# Work to be completed:
Could you continue the law school study tips from the point where they stop, picking up after the sixth tip on reading ahead?

Here are some general tips I just wrote for friends. YMMV. HTH
1. Dont stess about cold calls. They are no big deal. Dont waste your time over preparing for class so you look good on the cold call. No one is actually paying attention to what you say. Try to keep your eye on the prize, which is the final exam.
2. Dont over contribute in class. No one likes that person. Theres a lot of material to get through, and usually when students comment or ask questions, it gets the lecture off track. The worst questions are hypothetics ("What if X..."). If the prof wanted to talk about a particular hypothetical, they will bring it up themself. Dont ask questions in the last 5 minutes of class, let the professor wrap everything up.
3. Find friends to study with, even if all you do is sit next to them in silence in the library. Reading and outlining all day can get really lonely really fast if youre on your own.
4. Its a competition. Almost everyone will be friendly, and at the very least civil, but at the end of the day everyone is competeing for the A. This is why having a close group of friends is so important. Kind of like survivor. People arent going to be freely handing out their outlines. Thats their work product; their playbook. No one wants to give their competition their playbook. It can get cliquey. Youll want to find friends that you can mutually benefit from. I had two friends in my section who I shared everything with (outlines, practice tests, notes, model answers). We would talk about the assignments in depth,answer each others questions, challange each other to do better, and encourage each other to keep working. We were each others best resources, and all definitely did better becasue of how much we were able to help each other.
5. Everyone is going to be smart. Its kind of amazing actually; to be in a room with so many smart people. Some curves are very tight. For most people, to do well, theyll have to work really hard and be really efficent with their time. There are only so many hours in the day. There will be people who study 12 hours a day. Studying 70+ hours a week isnt necessary, but in order to out perform people that do, youll have to be super efficient.
6. Read ahead. its makes everything less daunting when you dont have to read for the next day, but instead you choose to read to stay ahead. Plus, youll reinforce the laws more, becasue youll read it, brief it, let it sink in, and then review it quickly again before class. I actually read and outlined all of property class by the end of week 4. This was a huge relief, which gave me time to reinforce the lessons several more times over than everyone else.

# Dataset excerpts:
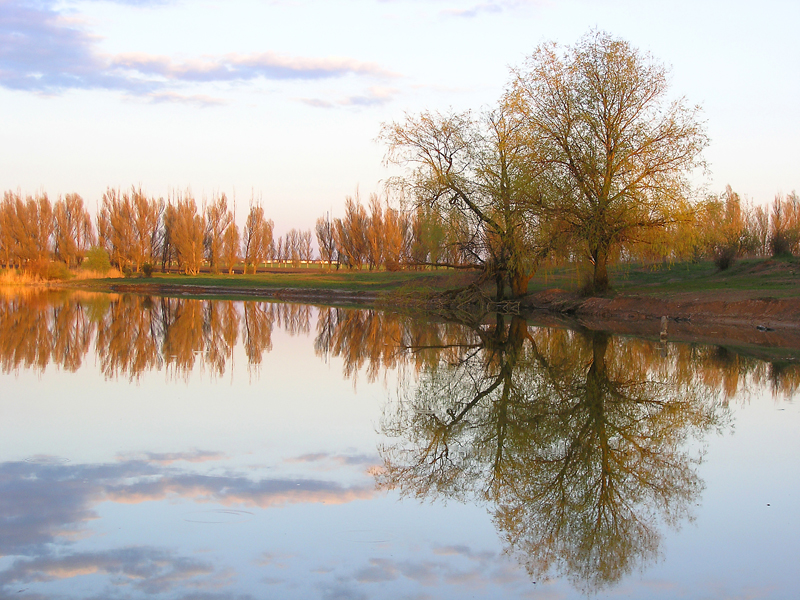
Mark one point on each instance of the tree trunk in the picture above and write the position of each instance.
(600, 277)
(519, 282)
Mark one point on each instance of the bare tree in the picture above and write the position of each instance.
(325, 239)
(257, 242)
(218, 219)
(614, 153)
(73, 233)
(187, 234)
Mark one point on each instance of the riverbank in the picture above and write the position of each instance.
(755, 303)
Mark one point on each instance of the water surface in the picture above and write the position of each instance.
(178, 448)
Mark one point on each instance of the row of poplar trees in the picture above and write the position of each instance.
(137, 230)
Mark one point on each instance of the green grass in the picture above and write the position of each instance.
(752, 277)
(778, 277)
(342, 280)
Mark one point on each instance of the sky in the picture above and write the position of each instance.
(283, 100)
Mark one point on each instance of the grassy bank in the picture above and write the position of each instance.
(746, 279)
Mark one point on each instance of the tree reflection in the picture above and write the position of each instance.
(580, 450)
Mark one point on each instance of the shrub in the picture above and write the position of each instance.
(49, 270)
(97, 260)
(724, 257)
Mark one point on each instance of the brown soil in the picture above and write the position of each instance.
(729, 318)
(724, 317)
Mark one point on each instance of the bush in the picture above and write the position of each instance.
(724, 257)
(49, 270)
(97, 260)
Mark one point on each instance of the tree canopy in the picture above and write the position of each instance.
(583, 152)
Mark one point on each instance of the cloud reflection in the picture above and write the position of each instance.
(42, 504)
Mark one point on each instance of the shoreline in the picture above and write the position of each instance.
(704, 318)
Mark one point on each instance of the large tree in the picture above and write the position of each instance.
(615, 152)
(478, 167)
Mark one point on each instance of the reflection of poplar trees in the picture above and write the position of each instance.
(220, 332)
(257, 330)
(126, 344)
(580, 449)
(376, 340)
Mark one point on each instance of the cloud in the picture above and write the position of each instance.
(476, 9)
(374, 96)
(330, 461)
(42, 50)
(244, 67)
(167, 458)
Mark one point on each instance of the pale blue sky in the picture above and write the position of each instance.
(286, 97)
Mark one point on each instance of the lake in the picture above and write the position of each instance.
(181, 448)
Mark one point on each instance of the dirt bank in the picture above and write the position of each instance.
(709, 318)
(722, 318)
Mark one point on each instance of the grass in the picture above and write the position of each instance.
(303, 278)
(751, 278)
(774, 277)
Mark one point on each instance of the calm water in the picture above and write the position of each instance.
(176, 448)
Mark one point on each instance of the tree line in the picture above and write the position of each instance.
(584, 158)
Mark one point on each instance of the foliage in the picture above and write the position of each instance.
(614, 153)
(97, 260)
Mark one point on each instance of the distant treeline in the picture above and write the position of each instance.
(139, 232)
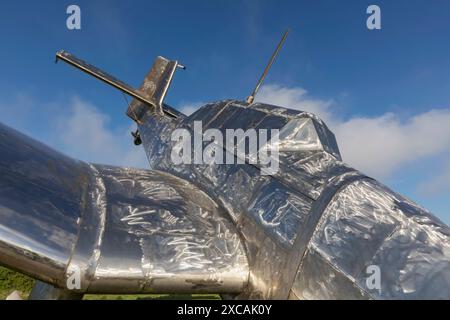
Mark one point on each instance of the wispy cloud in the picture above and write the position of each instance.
(86, 133)
(79, 130)
(438, 185)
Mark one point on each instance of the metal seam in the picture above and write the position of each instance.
(313, 220)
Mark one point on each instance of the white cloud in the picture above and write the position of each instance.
(440, 184)
(81, 130)
(85, 134)
(375, 145)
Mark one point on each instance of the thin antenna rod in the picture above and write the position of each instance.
(251, 98)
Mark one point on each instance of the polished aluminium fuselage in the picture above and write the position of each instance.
(312, 230)
(316, 228)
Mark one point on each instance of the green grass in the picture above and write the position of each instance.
(10, 281)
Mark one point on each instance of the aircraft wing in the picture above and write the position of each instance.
(119, 229)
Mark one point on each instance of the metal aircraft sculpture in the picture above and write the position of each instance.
(314, 229)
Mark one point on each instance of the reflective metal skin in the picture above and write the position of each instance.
(312, 230)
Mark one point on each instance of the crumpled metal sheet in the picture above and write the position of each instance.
(366, 224)
(124, 230)
(164, 235)
(42, 194)
(277, 215)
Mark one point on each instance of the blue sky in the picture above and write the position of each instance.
(385, 93)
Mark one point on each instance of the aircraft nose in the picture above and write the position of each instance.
(40, 195)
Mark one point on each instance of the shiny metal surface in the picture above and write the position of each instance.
(152, 92)
(280, 216)
(311, 230)
(125, 230)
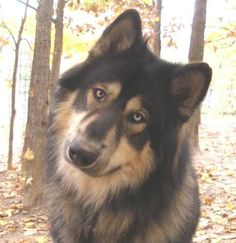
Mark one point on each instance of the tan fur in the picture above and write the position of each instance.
(135, 166)
(174, 218)
(118, 223)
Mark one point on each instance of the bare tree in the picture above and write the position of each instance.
(13, 86)
(157, 29)
(34, 144)
(196, 53)
(58, 43)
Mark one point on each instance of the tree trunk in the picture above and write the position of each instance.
(196, 53)
(34, 145)
(157, 28)
(58, 43)
(13, 91)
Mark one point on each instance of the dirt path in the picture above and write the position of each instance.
(216, 166)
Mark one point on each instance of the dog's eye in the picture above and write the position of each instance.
(99, 94)
(137, 117)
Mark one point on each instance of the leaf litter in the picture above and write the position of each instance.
(216, 169)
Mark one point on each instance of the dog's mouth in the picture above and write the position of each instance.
(90, 163)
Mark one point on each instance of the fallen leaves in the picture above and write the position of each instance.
(216, 169)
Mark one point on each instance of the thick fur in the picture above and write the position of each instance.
(128, 110)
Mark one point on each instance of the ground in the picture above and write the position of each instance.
(216, 168)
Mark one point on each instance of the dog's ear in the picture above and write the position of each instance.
(120, 35)
(189, 86)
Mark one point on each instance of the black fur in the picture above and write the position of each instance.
(169, 104)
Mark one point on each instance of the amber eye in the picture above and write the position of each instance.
(99, 94)
(137, 118)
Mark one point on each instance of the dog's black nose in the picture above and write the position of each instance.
(81, 156)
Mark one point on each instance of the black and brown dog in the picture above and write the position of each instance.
(119, 166)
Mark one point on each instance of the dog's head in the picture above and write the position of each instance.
(114, 110)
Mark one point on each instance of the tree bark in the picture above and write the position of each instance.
(58, 43)
(13, 90)
(34, 145)
(157, 29)
(196, 53)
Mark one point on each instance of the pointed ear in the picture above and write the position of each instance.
(189, 87)
(120, 35)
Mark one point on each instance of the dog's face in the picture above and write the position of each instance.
(113, 108)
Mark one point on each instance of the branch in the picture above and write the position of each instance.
(11, 34)
(27, 4)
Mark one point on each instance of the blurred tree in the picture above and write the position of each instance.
(13, 85)
(157, 4)
(196, 52)
(58, 42)
(34, 144)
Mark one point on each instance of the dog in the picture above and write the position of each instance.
(118, 158)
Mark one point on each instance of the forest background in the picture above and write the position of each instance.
(84, 22)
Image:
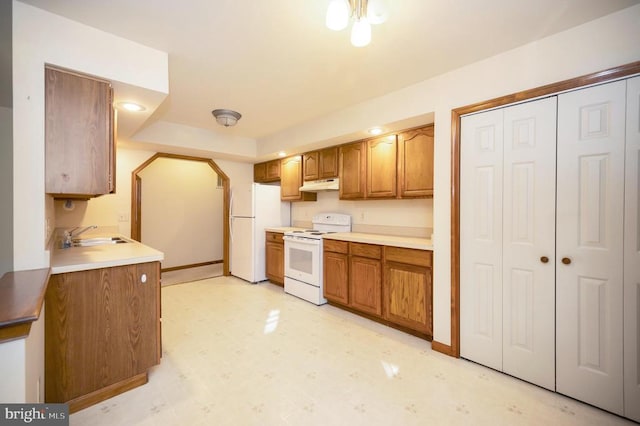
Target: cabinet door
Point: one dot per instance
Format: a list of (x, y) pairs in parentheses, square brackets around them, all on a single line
[(352, 162), (260, 172), (381, 167), (311, 165), (336, 277), (408, 296), (291, 181), (101, 327), (273, 170), (266, 172), (328, 163), (275, 262), (290, 178), (365, 279), (78, 133), (415, 163), (589, 271)]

# Right answer:
7. Read the lesson in a supplement after you read the lesson in the case book. If it wasnt in the casebook or lecture, ignore it. These are the ones I would recommend:
Torts: Emanuels
Contracts: Emanuels
Con Law: Chemerinsky
Civil Procedure: Glannons
Property: Understanding Prop, Gilberts
Crim: Dressler
8. Find out what kind of final youre going to have immediately and tailor your studying and preperation accordingly. Is it a 3 hour exam? 4 hour? 8 hour take home? Is it all essays? How many essays? what does a model answer look like for their exam? What scores points on their exam?
9. Do practice tests. They are not fun, but it is the only way you will get better at articulating the law and applying law to fact in a sophistocated manner. Dont wait till 2 weeks before the exam to start practice testing. As soon as you finish a unit (for example, intentional torts) you should be able to practice writing essays on the topic.
EXAM BANKS:
http://lawmedia.pepperdine.edu/exam/examlookup.php
--LinkRemoved-- ****MY FAVORITE
http://www.law.umaryland.edu/marshall/services/exams/
http://www.law.columbia.edu/faculty/fac ... /Old_exams
http://www.law.columbia.edu/faculty/fac ... o/Oldexams
I would also highly recommend the Siegels series, which is a book of essay prompts and model answers. http://www.amazon.com/Siegels-Contracts ... 0735556865
10. Outline as you go. Once you finish a unit, go back over it, pick out whats important, and outline it.
11. Make attack outlines for easy access to the law.
12. Read getting to maybe and the leews primer immediately if you have not. These give you a foundation for how to write essays and how to extract the most important lessons from lectures/casebooks/supplements.
13. Prewrite answers to exam questions. DONT TELL ANYONE YOURE DOING THIS. Because its a great strategy and almost no one uses it.
14. use some sort of organizing system for you notes, whether it be onenote or the equivielnt for mac. It saves a lot of time.
15. Enjoy yourself! For some 1L year will be hell. However, 1L year can be a very rewarding experience if you let be.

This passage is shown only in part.